- _EXERCISE DESCRIPTION_: Identify each line in the records below that contains the word "plate", and copy every such line.

Coordinate annotation records
++++
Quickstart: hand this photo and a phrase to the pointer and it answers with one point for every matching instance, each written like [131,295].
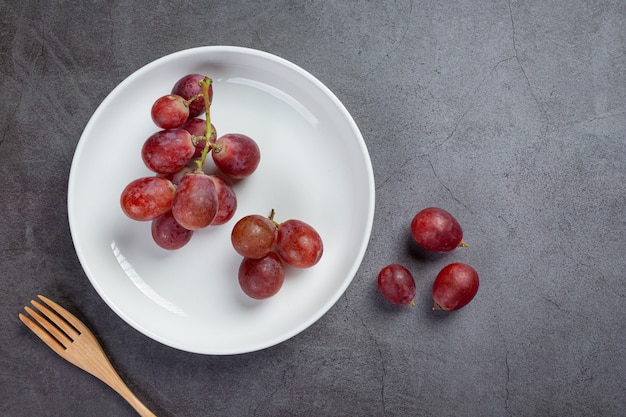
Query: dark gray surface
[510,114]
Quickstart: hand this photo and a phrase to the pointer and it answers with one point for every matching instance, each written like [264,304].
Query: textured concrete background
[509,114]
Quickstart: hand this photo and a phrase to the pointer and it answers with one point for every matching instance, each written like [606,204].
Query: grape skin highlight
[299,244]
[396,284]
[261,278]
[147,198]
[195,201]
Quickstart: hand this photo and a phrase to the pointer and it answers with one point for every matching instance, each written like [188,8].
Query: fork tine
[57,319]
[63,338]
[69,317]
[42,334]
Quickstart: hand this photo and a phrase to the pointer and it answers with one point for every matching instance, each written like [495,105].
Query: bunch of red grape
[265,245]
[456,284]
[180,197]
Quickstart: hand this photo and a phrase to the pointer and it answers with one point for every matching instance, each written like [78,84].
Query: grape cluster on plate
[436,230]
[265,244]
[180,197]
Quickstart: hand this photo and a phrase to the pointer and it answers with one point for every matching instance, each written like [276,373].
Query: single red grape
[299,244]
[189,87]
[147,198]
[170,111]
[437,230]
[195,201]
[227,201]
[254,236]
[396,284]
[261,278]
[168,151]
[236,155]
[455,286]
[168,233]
++++
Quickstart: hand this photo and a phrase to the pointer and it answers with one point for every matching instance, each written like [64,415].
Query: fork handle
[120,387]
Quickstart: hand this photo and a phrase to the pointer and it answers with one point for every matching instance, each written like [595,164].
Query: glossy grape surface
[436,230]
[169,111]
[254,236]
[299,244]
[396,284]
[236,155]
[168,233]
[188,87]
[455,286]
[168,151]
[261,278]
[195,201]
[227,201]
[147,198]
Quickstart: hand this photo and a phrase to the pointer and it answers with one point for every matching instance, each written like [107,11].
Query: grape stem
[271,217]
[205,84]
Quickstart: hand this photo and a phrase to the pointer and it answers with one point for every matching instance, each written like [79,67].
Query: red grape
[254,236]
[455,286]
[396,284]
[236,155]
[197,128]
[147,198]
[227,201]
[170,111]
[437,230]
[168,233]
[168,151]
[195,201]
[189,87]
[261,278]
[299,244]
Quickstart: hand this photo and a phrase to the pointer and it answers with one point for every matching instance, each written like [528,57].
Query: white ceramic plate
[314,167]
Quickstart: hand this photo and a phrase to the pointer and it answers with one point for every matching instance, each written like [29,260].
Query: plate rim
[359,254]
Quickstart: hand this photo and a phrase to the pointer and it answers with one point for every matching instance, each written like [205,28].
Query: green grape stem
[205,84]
++++
- _SOLUTION TO THE EXERCISE_:
Query: grape cluster on plate
Query: white ceramic plate
Query: plate rim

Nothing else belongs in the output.